Please transcribe the records precisely; pictures stay out of your copy.
━━ GIVEN DATA
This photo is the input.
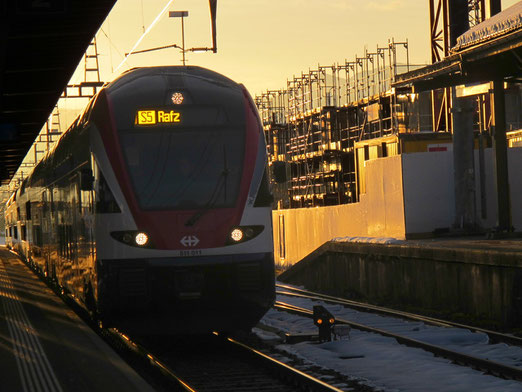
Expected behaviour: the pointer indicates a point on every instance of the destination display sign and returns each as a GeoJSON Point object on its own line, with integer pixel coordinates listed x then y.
{"type": "Point", "coordinates": [156, 117]}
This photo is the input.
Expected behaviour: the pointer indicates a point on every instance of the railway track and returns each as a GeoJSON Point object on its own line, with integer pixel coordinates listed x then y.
{"type": "Point", "coordinates": [494, 336]}
{"type": "Point", "coordinates": [461, 358]}
{"type": "Point", "coordinates": [219, 364]}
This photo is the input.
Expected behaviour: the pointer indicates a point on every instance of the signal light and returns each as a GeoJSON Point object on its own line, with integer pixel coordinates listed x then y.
{"type": "Point", "coordinates": [141, 239]}
{"type": "Point", "coordinates": [325, 329]}
{"type": "Point", "coordinates": [236, 235]}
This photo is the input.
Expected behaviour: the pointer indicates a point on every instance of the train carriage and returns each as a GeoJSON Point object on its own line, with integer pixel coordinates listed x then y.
{"type": "Point", "coordinates": [154, 209]}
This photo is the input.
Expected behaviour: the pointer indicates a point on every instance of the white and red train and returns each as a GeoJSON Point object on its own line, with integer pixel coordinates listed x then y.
{"type": "Point", "coordinates": [153, 210]}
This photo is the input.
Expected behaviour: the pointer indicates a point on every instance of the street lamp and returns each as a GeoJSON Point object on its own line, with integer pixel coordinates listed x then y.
{"type": "Point", "coordinates": [182, 15]}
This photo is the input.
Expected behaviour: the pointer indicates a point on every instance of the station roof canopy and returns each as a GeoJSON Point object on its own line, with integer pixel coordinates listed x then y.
{"type": "Point", "coordinates": [41, 43]}
{"type": "Point", "coordinates": [491, 50]}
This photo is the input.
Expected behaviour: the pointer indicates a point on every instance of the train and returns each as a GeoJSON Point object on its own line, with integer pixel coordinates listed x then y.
{"type": "Point", "coordinates": [153, 211]}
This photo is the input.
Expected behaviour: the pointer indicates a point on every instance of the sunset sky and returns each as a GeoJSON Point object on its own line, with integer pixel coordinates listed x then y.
{"type": "Point", "coordinates": [261, 43]}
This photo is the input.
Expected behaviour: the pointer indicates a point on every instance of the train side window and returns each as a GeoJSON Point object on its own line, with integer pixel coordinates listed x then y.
{"type": "Point", "coordinates": [105, 201]}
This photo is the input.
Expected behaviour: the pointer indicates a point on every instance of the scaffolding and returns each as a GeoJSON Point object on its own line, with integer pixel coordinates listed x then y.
{"type": "Point", "coordinates": [312, 124]}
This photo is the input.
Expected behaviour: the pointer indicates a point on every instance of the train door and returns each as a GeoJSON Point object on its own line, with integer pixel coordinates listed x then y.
{"type": "Point", "coordinates": [83, 228]}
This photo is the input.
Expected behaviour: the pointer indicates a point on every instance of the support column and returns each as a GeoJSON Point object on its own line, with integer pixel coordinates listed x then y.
{"type": "Point", "coordinates": [498, 125]}
{"type": "Point", "coordinates": [464, 163]}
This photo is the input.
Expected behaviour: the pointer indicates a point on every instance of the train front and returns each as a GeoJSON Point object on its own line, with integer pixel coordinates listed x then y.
{"type": "Point", "coordinates": [183, 224]}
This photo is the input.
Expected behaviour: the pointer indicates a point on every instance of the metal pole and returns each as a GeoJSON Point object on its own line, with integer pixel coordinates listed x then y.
{"type": "Point", "coordinates": [501, 159]}
{"type": "Point", "coordinates": [183, 38]}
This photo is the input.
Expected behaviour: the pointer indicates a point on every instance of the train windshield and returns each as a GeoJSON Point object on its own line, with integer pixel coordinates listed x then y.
{"type": "Point", "coordinates": [191, 168]}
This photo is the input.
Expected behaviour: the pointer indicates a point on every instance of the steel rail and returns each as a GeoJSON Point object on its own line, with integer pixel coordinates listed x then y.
{"type": "Point", "coordinates": [309, 382]}
{"type": "Point", "coordinates": [285, 371]}
{"type": "Point", "coordinates": [485, 365]}
{"type": "Point", "coordinates": [493, 335]}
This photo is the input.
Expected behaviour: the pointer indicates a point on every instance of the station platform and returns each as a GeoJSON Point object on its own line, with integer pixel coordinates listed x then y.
{"type": "Point", "coordinates": [45, 346]}
{"type": "Point", "coordinates": [463, 278]}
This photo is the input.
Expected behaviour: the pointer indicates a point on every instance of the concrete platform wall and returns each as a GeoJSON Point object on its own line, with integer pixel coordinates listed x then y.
{"type": "Point", "coordinates": [407, 196]}
{"type": "Point", "coordinates": [480, 284]}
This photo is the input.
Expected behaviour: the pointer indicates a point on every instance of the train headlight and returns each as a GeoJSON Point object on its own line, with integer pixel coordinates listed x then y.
{"type": "Point", "coordinates": [141, 239]}
{"type": "Point", "coordinates": [237, 235]}
{"type": "Point", "coordinates": [243, 233]}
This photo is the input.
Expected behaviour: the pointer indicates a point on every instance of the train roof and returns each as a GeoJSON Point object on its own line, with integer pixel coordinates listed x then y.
{"type": "Point", "coordinates": [174, 70]}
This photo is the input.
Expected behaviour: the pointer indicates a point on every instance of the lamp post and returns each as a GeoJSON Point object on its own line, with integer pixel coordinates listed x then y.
{"type": "Point", "coordinates": [182, 15]}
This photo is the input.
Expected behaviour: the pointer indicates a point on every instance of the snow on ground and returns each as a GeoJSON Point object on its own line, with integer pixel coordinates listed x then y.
━━━━
FULL RESPONSE:
This photo is the input.
Expected behaviour: the pointer indicates a point on every instance of the destination display sign and returns each as a GeoJSON Point object on its own line, with integer pixel coordinates listed x then y.
{"type": "Point", "coordinates": [156, 117]}
This photo is the input.
Expected behaviour: the pointer indicates a point on every instance of the railway track and returns each as a GeoJSON Point object on its own line, with integer pixel coordinates listed x then y.
{"type": "Point", "coordinates": [494, 336]}
{"type": "Point", "coordinates": [461, 358]}
{"type": "Point", "coordinates": [219, 364]}
This photo is the input.
Expected behaviour: the pointer indicates a point on every instance of the signal light and returns each as a GeoJSON Point object on its own line, with integer pixel coordinates listed x then y.
{"type": "Point", "coordinates": [141, 239]}
{"type": "Point", "coordinates": [325, 329]}
{"type": "Point", "coordinates": [236, 235]}
This photo is the input.
Expected behaviour: the pointer indicates a point on every instance of the train carriage and returns each as a GeoJSON Point object on its own line, with integer pixel coordinates listed x then y.
{"type": "Point", "coordinates": [154, 209]}
This photo is the input.
Expected behaviour: the pointer indicates a point on every instance of the white and red train and returns each as a GeoJSON Point object on its own line, with integer pixel coordinates listed x then y.
{"type": "Point", "coordinates": [153, 210]}
This photo is the input.
Expected behaviour: the pointer indicates a point on every instance of the street lamp and returns each as a GeoJSON Point object on its own line, with integer pixel coordinates listed x then y.
{"type": "Point", "coordinates": [182, 15]}
This photo is the input.
Expected behaviour: the pointer indicates a point on every instance of the station roof canopy and returns each as a GeoJSON Point object on its own line, with integer pixel coordinates listed x then y.
{"type": "Point", "coordinates": [41, 43]}
{"type": "Point", "coordinates": [491, 50]}
This photo is the input.
Expected behaviour: the pointer indicates a point on every instance of the train and returns each as a GeoJSON Point object on its own line, with integer pixel coordinates listed x then y.
{"type": "Point", "coordinates": [153, 211]}
This photo is the input.
Expected behaviour: the pointer indicates a point on every instance of the sunset sky and returns each as a GeoJSON Point object on its own line, with integer pixel coordinates listed x then y.
{"type": "Point", "coordinates": [261, 43]}
This photo is the input.
Expected behaviour: the pointer indicates a point on every instance of the train side window and returns each as a GeoJSON Point object on its own line, with integer pixel coordinates listed x then y.
{"type": "Point", "coordinates": [105, 201]}
This photo is the input.
Expected behaviour: the pointer indicates a point on every instance of the scaffolding and returns each as a GeoJSON Point object on its own line, with integer pixel coordinates listed x then y.
{"type": "Point", "coordinates": [312, 124]}
This photo is the input.
Expected behaviour: the pointer indicates a point on every instance of the train door and returns each as a GeoJSON Point object on its own line, with integer pixel coordinates listed x then y.
{"type": "Point", "coordinates": [83, 228]}
This photo is the input.
Expected behaviour: the pointer indicates a point on every instance of the support column and returns each as a GeoJSON Point object on its own line, with integer pixel coordinates listed x then y.
{"type": "Point", "coordinates": [498, 125]}
{"type": "Point", "coordinates": [464, 163]}
This photo is the input.
Expected behaviour: the pointer indicates a point on every instance of the train front and returns each as a GeoJSON Point object on its own line, with integer pixel coordinates listed x then y.
{"type": "Point", "coordinates": [183, 224]}
This photo is the input.
Expected behaviour: the pointer indicates a point on every instance of the metal pole and returns each as a GeoJSON Point object on its own line, with integer pixel coordinates listed x then y.
{"type": "Point", "coordinates": [501, 159]}
{"type": "Point", "coordinates": [183, 38]}
This photo is the input.
Expected behaviour: the pointer indicates a point on every instance of the train windshield and returns each as a GeoJSON Point object on its own line, with integer pixel coordinates listed x then y.
{"type": "Point", "coordinates": [191, 168]}
This photo is the input.
Expected behaviour: the pointer indicates a point on every instance of the steel rail and returns each as a GeoJSON Point object on its own line, with integer pixel coordinates listed x then y.
{"type": "Point", "coordinates": [309, 382]}
{"type": "Point", "coordinates": [285, 371]}
{"type": "Point", "coordinates": [485, 365]}
{"type": "Point", "coordinates": [493, 335]}
This photo is the input.
Expected behaviour: the pointer indicates a point on every instance of the station platform and returns each as a GeoJSON Point object on its own line, with integer pixel coordinates listed x then y.
{"type": "Point", "coordinates": [45, 346]}
{"type": "Point", "coordinates": [463, 278]}
This photo is the input.
Expected behaviour: the pointer indicates a point on every instance of the concrete platform wall and returns each as a GeoJSON Point object on its own line, with integer pixel coordinates listed x then y.
{"type": "Point", "coordinates": [407, 196]}
{"type": "Point", "coordinates": [480, 284]}
This photo is the input.
Expected behaviour: the pointer indicates a point on every instance of the train headlight and returns each as a GeoJSON Point object on its own line, with integer pixel coordinates listed x then y.
{"type": "Point", "coordinates": [141, 239]}
{"type": "Point", "coordinates": [237, 235]}
{"type": "Point", "coordinates": [243, 233]}
This photo is the input.
Expected behaviour: the pointer indicates a point on every instance of the train roof and returns each as a GeoJSON Point object on its own line, with integer pixel coordinates listed x then y.
{"type": "Point", "coordinates": [174, 70]}
This photo is the input.
Expected behaviour: the pointer indicates a point on every instance of the lamp post and returns each as a GeoJSON Point object on its own line, with integer pixel coordinates listed x then y.
{"type": "Point", "coordinates": [182, 15]}
This photo is the input.
Expected behaviour: the pointer indicates a point on every instance of the snow on ground and returns each as a GeoJSON Point object on its own line, with integer pixel coordinates listed x then y.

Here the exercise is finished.